#### WHAT YOU SHOULD DO
Rewrite the data from the line with "target: desert soil" through the end of the data, changing "even-odd" to "nonzero" and leaving everything else as it is.

#### RECORDS FOR THE TASK

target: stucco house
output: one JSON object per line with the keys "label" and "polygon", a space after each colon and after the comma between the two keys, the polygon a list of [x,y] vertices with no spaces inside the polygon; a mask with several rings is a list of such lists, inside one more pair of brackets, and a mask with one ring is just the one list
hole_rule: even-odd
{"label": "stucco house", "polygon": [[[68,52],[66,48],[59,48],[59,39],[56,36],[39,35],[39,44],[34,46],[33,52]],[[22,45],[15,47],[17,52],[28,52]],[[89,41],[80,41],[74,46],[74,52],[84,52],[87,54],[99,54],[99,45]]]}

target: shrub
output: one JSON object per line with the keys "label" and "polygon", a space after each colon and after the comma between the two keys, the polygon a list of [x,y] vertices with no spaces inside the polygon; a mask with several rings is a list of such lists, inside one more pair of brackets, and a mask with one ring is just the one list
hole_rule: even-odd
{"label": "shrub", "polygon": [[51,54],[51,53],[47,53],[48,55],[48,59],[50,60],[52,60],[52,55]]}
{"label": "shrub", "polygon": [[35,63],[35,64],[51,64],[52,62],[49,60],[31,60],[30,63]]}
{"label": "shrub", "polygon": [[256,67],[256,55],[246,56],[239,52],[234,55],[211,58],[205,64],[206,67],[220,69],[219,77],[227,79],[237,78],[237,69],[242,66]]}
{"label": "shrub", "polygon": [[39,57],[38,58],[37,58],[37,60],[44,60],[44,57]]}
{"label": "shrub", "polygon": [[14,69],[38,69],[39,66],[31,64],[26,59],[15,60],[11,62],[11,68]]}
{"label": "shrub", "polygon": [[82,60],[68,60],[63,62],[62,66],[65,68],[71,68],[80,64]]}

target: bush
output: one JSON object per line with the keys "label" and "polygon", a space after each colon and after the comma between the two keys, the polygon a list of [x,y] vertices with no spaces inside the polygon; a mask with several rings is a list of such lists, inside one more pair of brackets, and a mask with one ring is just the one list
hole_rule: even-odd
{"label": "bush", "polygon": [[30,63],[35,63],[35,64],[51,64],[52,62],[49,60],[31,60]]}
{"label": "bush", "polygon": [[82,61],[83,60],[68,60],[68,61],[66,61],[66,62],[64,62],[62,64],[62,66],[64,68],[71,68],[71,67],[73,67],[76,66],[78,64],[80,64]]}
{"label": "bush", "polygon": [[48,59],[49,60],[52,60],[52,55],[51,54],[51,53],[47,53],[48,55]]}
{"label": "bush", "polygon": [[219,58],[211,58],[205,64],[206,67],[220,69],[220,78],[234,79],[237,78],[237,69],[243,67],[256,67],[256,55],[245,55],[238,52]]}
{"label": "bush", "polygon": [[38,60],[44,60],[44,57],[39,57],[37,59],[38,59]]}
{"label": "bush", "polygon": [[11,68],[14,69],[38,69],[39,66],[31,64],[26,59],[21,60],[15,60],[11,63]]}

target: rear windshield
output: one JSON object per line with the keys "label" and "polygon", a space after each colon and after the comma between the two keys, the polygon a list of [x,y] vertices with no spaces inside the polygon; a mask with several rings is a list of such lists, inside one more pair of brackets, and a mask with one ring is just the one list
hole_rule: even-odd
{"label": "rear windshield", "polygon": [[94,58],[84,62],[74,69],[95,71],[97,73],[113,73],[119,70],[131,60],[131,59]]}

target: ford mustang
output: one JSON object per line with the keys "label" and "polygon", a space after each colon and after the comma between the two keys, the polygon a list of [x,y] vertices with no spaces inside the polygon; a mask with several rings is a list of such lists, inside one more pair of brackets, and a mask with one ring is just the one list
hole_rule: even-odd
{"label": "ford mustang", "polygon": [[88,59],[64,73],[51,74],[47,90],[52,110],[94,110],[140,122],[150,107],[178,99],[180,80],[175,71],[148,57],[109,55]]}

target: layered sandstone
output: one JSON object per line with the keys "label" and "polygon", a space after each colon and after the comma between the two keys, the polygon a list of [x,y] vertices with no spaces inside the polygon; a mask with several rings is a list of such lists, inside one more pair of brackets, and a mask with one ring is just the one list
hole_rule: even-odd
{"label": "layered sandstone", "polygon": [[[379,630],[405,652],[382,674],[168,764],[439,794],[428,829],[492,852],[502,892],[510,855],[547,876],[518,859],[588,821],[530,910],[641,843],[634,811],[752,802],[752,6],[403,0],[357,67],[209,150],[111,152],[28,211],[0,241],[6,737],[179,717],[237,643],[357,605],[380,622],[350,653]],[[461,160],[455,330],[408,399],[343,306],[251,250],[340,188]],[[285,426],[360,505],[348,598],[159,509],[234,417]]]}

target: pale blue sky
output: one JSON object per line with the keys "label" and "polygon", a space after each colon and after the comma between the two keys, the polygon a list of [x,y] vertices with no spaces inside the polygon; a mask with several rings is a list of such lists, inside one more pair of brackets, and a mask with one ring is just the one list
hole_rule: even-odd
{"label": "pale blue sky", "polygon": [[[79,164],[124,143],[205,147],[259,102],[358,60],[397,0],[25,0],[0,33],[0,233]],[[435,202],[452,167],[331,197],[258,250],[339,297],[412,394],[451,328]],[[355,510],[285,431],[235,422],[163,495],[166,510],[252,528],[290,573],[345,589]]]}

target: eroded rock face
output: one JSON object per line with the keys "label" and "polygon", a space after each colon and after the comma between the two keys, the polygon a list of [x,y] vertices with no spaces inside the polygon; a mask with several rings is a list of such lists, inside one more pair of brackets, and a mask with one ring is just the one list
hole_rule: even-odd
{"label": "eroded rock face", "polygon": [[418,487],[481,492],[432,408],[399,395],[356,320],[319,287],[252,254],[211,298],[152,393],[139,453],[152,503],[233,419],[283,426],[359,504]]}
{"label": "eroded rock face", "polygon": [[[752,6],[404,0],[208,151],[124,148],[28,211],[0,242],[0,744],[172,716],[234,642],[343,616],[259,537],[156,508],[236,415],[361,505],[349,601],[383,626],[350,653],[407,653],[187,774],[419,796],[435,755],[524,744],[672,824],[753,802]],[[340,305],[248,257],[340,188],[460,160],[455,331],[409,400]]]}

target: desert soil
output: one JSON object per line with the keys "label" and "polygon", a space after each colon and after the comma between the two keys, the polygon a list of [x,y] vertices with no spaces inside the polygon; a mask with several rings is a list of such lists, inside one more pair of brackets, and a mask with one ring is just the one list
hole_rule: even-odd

#### COMPLETE OUTPUT
target: desert soil
output: one JSON object per line with the keys "label" and "polygon", a space after each colon and after the comma between the two keys, the polygon a list of [x,y] vertices with no spaces inside the polygon; a mask with several rings is a list of such lists, inside one more pair of brackets, and a mask with one ring is just the one list
hole_rule: nonzero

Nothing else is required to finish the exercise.